§ Consigne
D'après la sélection sur la tarification de Salesforce, quelle fonction Tyler Carlson occupe-t-il ?

§ Sélection
Ses préoccupations ont été rapportées pour la première fois par The Information. Salesforce a présenté ce changement de tarification comme une pratique courante dans le secteur plutôt que comme un changement fondamental. L'entreprise a fait valoir que la facturation de l'accès à l'API reflète les coûts réels liés à l'exploitation, à la sécurisation et au support d'une infrastructure d'entreprise à grande échelle. « Lorsqu’un client utilise notre API, il utilise la puissance de calcul de Salesforce », a déclaré Tyler Carlson, vice-président senior et responsable des produits pour AppExchange et l'écosystème.
Qu'est-ce qui a réellement changé ?
Au cœur de ce débat se trouve le programme AppExchange, qui régit la manière dont les fournisseurs tiers ou les partenaires créent et distribuent des applications métier qui accèdent aux données Salesforce. La société exige d'eux que leur application authentifie les utilisateurs Salesforce, synchronise les données ou fonctionne à grande échelle via des API. Une fois inscrits au programme, les membres opèrent selon deux modèles commerciaux. En premier, les fournisseurs d'intégration basés sur des API, comme ceux proposant des pipelines de données ou de connecteurs, rejoignent le programme Connector de Salesforce et paient des frais de base qui varient en fonction de l’usage et du volume. Pour ceux qui développent des applications directement sur la plateforme Salesforce, ils sont soumis à un partage des revenus. « Au début de l'année, pour la première fois depuis le lancement du programme en 2016, Salesforce a augmenté les frais de base du programme Connector », a fait remarquer M. Carlson. Ils sont basés sur un tarif forfaitaire par utilisateur ou par environnement, modulé en fonction de l’usage et du volume, mais Salesforce négocie ensuite les tarifs individuellement avec ses partenaires sur la base de ce qu'un porte-parole de Salesforce a qualifié « d’échange de juste valeur ».

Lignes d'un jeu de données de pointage
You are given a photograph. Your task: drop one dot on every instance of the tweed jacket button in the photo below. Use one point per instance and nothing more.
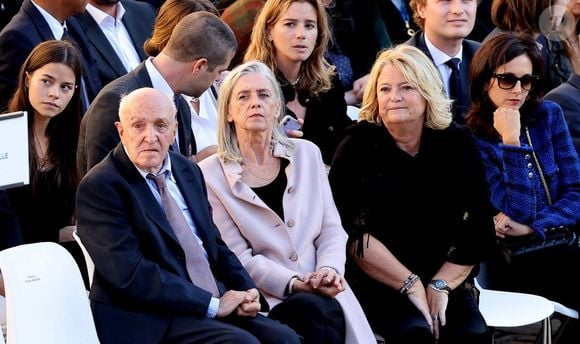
(294, 256)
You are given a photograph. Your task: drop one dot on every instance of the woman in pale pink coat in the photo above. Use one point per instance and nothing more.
(273, 206)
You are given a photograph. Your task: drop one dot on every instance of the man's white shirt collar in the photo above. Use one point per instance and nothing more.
(100, 16)
(157, 80)
(439, 57)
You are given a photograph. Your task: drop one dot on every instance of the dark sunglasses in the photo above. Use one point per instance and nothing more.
(508, 81)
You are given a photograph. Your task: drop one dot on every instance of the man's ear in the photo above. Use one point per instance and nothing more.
(269, 34)
(421, 10)
(199, 65)
(119, 127)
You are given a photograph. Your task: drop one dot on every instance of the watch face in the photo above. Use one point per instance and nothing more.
(440, 284)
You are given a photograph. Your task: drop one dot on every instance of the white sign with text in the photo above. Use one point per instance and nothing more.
(14, 170)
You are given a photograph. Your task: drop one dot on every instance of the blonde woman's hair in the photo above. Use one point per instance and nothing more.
(228, 147)
(316, 72)
(420, 72)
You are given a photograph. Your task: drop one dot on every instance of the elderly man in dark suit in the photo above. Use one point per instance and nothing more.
(445, 24)
(200, 48)
(117, 30)
(40, 21)
(162, 271)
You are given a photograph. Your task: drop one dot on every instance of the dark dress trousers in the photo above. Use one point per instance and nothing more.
(98, 135)
(24, 32)
(139, 18)
(567, 95)
(9, 230)
(141, 289)
(469, 49)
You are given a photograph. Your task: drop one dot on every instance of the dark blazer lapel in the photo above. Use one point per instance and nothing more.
(90, 68)
(421, 44)
(574, 80)
(38, 21)
(140, 73)
(101, 44)
(139, 185)
(188, 184)
(187, 145)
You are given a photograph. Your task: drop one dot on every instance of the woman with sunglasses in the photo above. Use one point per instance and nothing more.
(514, 126)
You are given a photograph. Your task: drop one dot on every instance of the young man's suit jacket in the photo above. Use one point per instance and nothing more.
(98, 135)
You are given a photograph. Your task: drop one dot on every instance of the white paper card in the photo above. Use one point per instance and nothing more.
(14, 169)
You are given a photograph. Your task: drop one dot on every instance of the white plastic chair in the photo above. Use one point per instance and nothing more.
(46, 300)
(88, 259)
(511, 309)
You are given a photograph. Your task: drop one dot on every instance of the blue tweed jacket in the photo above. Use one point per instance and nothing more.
(516, 187)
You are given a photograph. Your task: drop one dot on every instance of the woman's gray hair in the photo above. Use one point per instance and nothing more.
(420, 72)
(228, 148)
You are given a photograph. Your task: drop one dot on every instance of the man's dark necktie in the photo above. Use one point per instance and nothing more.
(83, 86)
(457, 91)
(197, 264)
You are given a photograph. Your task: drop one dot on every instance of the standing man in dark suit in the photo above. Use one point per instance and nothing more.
(36, 22)
(445, 24)
(117, 30)
(199, 50)
(145, 288)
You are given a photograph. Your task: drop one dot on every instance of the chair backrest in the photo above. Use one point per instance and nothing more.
(46, 300)
(511, 309)
(88, 259)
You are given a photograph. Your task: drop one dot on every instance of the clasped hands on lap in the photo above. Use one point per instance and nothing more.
(244, 303)
(504, 226)
(325, 282)
(431, 303)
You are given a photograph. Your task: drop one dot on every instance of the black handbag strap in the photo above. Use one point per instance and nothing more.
(542, 178)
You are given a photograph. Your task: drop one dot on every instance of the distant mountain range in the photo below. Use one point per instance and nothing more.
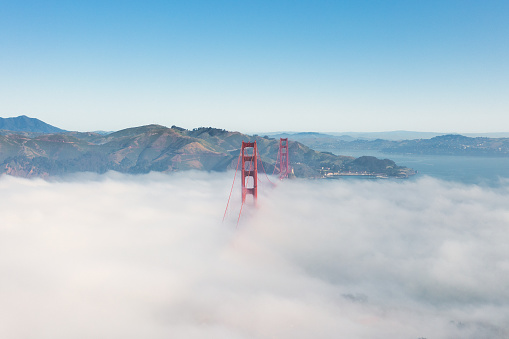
(450, 144)
(158, 148)
(26, 124)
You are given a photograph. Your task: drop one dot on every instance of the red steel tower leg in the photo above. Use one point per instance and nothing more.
(249, 170)
(283, 158)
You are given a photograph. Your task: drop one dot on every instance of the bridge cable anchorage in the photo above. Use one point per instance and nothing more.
(231, 190)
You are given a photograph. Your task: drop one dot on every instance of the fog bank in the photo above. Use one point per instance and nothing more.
(119, 256)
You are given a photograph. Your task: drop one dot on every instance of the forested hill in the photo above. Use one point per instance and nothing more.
(158, 148)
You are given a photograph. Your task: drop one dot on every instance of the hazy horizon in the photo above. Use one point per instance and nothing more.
(251, 66)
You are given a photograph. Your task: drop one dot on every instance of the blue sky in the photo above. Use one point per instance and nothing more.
(258, 66)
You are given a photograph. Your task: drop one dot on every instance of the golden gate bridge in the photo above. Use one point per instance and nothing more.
(248, 159)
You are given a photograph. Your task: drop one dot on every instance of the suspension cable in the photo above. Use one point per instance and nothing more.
(231, 190)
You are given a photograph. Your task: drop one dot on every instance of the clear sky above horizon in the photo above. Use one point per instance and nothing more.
(258, 66)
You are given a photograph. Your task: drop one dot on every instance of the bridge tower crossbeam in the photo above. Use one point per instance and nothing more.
(249, 170)
(284, 169)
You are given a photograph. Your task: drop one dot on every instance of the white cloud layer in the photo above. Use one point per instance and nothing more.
(117, 256)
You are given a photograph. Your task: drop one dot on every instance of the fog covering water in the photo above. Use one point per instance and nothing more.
(117, 256)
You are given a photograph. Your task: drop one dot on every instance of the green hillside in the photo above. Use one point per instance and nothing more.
(162, 149)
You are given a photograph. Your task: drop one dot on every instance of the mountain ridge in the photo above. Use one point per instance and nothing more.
(23, 123)
(158, 148)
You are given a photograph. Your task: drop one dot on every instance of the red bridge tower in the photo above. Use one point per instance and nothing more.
(284, 169)
(249, 170)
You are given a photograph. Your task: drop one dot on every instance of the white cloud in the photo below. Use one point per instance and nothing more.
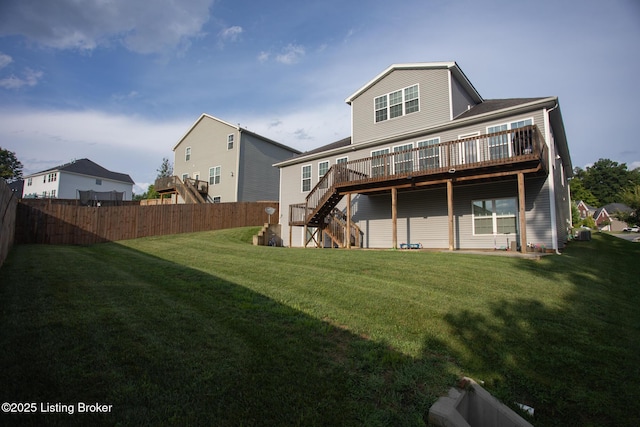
(5, 60)
(290, 54)
(29, 78)
(231, 34)
(142, 26)
(125, 144)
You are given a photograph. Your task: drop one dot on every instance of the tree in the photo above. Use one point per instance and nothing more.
(578, 192)
(10, 166)
(631, 198)
(606, 179)
(166, 169)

§ Réponse obtenue
Il est vice-président senior et responsable des produits pour AppExchange et l'écosystème.